== STORED ROWS ==
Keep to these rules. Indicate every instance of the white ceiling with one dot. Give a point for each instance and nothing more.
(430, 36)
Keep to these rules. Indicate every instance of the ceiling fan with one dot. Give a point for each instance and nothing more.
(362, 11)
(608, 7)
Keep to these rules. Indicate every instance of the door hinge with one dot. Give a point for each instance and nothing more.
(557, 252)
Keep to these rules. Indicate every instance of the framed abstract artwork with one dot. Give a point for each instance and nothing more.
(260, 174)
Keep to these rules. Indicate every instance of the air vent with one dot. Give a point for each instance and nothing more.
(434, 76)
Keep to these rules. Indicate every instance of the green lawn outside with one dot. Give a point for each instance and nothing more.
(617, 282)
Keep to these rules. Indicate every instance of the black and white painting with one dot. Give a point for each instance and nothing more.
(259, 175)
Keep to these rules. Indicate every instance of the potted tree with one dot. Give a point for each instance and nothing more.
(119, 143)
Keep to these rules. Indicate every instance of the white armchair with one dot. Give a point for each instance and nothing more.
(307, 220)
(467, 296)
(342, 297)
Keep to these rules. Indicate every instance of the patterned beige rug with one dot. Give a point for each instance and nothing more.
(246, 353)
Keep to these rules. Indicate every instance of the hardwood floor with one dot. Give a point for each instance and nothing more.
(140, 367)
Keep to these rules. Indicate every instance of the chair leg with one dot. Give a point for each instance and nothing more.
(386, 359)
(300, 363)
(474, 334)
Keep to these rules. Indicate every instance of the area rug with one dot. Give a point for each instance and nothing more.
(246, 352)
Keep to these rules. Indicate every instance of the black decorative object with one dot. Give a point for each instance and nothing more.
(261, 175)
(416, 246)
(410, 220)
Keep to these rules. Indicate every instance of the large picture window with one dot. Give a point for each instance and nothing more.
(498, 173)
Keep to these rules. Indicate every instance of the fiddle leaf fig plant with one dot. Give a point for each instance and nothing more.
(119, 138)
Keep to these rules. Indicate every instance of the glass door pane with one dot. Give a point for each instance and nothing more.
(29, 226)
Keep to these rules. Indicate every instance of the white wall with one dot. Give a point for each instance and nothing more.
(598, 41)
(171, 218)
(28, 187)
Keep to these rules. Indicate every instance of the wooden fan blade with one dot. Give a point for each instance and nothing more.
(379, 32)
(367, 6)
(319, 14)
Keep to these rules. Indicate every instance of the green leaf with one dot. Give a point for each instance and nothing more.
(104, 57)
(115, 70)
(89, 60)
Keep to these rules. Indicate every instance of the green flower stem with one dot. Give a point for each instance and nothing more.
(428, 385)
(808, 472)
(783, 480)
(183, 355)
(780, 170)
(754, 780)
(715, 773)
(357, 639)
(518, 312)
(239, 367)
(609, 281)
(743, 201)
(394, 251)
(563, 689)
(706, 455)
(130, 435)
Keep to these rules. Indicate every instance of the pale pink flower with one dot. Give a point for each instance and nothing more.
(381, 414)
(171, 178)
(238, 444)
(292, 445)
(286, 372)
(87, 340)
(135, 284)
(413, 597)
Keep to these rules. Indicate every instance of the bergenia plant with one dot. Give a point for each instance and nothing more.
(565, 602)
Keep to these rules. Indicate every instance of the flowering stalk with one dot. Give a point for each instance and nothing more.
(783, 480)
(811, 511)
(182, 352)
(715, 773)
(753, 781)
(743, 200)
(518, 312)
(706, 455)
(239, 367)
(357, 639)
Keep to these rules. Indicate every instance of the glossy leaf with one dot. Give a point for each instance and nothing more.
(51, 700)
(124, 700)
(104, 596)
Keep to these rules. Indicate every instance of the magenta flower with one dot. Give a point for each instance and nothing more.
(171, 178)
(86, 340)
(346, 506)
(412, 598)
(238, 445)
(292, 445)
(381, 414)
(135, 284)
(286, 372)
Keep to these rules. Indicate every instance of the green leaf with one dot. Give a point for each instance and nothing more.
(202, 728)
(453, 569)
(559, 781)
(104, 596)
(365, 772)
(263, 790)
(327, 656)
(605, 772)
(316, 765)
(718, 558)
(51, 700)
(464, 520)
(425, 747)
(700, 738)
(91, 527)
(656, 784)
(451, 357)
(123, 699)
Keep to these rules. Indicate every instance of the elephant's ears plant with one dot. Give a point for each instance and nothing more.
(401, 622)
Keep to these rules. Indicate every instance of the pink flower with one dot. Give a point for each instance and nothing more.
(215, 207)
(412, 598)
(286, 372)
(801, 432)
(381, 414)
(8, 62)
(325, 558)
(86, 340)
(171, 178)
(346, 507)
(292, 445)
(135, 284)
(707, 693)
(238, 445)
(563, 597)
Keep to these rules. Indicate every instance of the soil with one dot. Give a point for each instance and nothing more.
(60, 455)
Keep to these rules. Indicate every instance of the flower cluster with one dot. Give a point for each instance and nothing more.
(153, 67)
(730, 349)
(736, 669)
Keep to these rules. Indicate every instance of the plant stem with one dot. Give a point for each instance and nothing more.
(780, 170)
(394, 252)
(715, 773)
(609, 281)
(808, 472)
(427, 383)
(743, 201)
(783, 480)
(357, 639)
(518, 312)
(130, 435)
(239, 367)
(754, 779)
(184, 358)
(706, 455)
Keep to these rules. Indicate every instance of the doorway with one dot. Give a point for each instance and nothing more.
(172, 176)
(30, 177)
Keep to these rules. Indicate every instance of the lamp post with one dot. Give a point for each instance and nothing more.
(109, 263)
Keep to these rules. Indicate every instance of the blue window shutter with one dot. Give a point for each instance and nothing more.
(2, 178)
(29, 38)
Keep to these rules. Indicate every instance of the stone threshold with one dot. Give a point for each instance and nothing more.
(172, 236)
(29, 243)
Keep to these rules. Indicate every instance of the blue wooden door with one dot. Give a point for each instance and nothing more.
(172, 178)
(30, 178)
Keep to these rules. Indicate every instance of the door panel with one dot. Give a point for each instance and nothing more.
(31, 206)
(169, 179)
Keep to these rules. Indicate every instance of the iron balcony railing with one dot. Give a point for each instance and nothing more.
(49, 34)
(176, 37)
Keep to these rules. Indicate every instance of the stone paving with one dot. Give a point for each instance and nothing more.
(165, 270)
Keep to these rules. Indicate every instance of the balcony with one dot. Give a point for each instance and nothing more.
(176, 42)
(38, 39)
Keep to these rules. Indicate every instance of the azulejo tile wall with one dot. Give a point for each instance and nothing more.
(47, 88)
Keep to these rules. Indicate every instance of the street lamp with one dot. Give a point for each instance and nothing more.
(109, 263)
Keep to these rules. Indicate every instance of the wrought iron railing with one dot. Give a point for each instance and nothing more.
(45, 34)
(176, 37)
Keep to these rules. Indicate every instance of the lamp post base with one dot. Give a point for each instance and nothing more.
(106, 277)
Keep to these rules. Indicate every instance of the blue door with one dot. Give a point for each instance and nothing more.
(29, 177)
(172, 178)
===
## REQUEST
Recast everything from the line containing "Keep to these rules. Indicate every instance of the door panel" down to the end of the entries above as a Markdown table with the columns Row and Line, leaving out blank lines.

## COMPLETE ANSWER
| Row | Line |
|---|---|
| 1 | Keep to these rules. Indicate every instance of the door panel with one dot. Give a point for each instance and nothing more. |
| 2 | (31, 206) |
| 3 | (169, 179) |
| 4 | Keep to these rules. Indicate every instance of the iron balcony railing with one dot. Give a point for each instance and nothing more. |
| 5 | (49, 34) |
| 6 | (176, 37) |
| 7 | Keep to these rules. Indicate every instance of the stone paving with one dot. Give a point for each instance and nothing more. |
| 8 | (165, 270) |
| 9 | Keep to these rules. Indicate every instance of the balcony with one dot. Give a point for each instance and nothing more. |
| 10 | (176, 42) |
| 11 | (38, 39) |
| 12 | Keep to these rules. Indicate every instance of the azulejo tile wall with one dot. Give a point for each instance and nothing more. |
| 13 | (47, 88) |
| 14 | Keep to these rules. Indicate every instance of the street lamp with one dot. Give a point for each instance and nothing more. |
| 15 | (109, 263) |
| 16 | Keep to these rules. Indicate every instance of the wrought iron railing with one dot. Give a point for each instance and nothing more. |
| 17 | (45, 34) |
| 18 | (176, 37) |
| 19 | Keep to these rules. Indicate every instance of the lamp post base with one dot. Give a point for each instance and nothing more. |
| 20 | (106, 277) |
| 21 | Keep to these rules. Indicate every instance of the blue door with one dot. Give a point for each instance and nothing more. |
| 22 | (29, 177) |
| 23 | (172, 178) |